▼▼▼

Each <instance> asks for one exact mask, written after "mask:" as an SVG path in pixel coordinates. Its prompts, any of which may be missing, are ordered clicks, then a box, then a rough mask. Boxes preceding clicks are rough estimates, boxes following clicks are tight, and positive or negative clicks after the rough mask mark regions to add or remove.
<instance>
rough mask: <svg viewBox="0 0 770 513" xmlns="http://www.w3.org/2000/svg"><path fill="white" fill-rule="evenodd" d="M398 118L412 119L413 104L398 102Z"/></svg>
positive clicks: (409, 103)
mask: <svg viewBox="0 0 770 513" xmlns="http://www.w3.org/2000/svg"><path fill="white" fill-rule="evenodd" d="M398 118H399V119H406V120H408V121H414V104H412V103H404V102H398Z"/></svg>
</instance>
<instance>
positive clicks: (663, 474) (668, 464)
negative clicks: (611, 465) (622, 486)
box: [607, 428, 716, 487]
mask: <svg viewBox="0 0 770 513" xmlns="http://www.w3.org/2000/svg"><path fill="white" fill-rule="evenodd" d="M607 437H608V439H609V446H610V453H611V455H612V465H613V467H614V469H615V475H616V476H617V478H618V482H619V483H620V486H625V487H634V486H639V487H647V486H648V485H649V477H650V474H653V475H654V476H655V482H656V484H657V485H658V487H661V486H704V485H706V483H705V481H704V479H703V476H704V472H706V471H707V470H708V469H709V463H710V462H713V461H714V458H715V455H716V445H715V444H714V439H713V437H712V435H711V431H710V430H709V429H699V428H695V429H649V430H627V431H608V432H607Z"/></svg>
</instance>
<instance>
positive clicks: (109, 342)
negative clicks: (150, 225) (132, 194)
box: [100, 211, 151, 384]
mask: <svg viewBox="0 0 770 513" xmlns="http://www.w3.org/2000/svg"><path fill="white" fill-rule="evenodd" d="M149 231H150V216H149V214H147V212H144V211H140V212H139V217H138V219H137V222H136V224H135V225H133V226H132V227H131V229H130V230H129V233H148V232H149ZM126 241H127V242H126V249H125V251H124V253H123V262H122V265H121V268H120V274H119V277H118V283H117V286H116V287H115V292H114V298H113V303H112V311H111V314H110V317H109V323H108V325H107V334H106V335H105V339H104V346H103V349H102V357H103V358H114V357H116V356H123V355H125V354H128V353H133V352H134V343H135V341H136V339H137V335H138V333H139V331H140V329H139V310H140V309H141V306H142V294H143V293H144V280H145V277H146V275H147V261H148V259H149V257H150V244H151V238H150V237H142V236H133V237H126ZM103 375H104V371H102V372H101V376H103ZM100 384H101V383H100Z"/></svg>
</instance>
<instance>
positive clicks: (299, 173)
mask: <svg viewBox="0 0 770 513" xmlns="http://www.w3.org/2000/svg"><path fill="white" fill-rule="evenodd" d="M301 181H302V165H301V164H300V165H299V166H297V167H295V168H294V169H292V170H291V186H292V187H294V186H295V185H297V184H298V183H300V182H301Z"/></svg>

▲▲▲

Substitute "exclusion clicks" for every occurrence of "negative clicks" in all of the records above and write them out again, leaving everything else the same.

## SOLUTION FOR THIS TASK
Each <instance> asks for one exact mask, written after "mask:" as an SVG path in pixel coordinates. Its prompts, any of which may be missing, are ordered clicks, then a box, then a rough mask. Boxes preceding clicks are rough estimates, boxes following clicks are tight, and positive or exclusion clicks after the rough mask mark regions to add or remove.
<instance>
rough mask: <svg viewBox="0 0 770 513" xmlns="http://www.w3.org/2000/svg"><path fill="white" fill-rule="evenodd" d="M398 118L412 119L413 104L398 102Z"/></svg>
positive clicks: (409, 103)
mask: <svg viewBox="0 0 770 513" xmlns="http://www.w3.org/2000/svg"><path fill="white" fill-rule="evenodd" d="M398 118H399V119H406V120H408V121H414V104H412V103H404V102H398Z"/></svg>
</instance>
<instance>
positive clicks: (663, 474) (668, 464)
exclusion clicks: (611, 465) (622, 486)
box: [607, 428, 716, 487]
mask: <svg viewBox="0 0 770 513" xmlns="http://www.w3.org/2000/svg"><path fill="white" fill-rule="evenodd" d="M607 437H608V439H609V446H610V453H611V455H612V465H613V467H614V469H615V475H616V476H617V478H618V482H619V483H620V486H625V487H634V486H639V487H647V486H648V485H649V477H650V474H653V475H654V476H655V482H656V484H657V485H658V487H661V486H704V485H706V483H705V481H704V479H703V476H704V472H706V471H707V470H708V469H709V463H710V462H713V461H714V458H715V455H716V445H715V444H714V439H713V437H712V435H711V431H710V430H709V429H699V428H695V429H649V430H627V431H608V432H607Z"/></svg>
</instance>
<instance>
positive clicks: (109, 342)
exclusion clicks: (150, 225) (132, 194)
box: [100, 211, 151, 384]
mask: <svg viewBox="0 0 770 513" xmlns="http://www.w3.org/2000/svg"><path fill="white" fill-rule="evenodd" d="M149 231H150V216H149V214H147V212H144V211H140V212H139V217H138V219H137V222H136V224H135V225H133V226H132V227H131V229H130V230H129V233H148V232H149ZM126 241H127V242H126V249H125V251H124V253H123V262H122V265H121V268H120V274H119V277H118V283H117V286H116V287H115V292H114V298H113V303H112V311H111V314H110V317H109V323H108V325H107V334H106V335H105V339H104V346H103V349H102V357H103V358H114V357H116V356H123V355H125V354H128V353H133V352H134V343H135V341H136V339H137V335H138V333H139V331H140V329H139V310H140V309H141V306H142V294H143V293H144V280H145V277H146V275H147V261H148V259H149V257H150V244H151V238H150V237H142V236H133V237H126ZM103 375H104V371H102V372H101V376H103ZM100 384H101V383H100Z"/></svg>
</instance>
<instance>
positive clicks: (299, 173)
mask: <svg viewBox="0 0 770 513" xmlns="http://www.w3.org/2000/svg"><path fill="white" fill-rule="evenodd" d="M301 181H302V165H301V164H300V165H299V166H297V167H295V168H294V169H292V170H291V186H292V187H294V186H295V185H297V184H298V183H300V182H301Z"/></svg>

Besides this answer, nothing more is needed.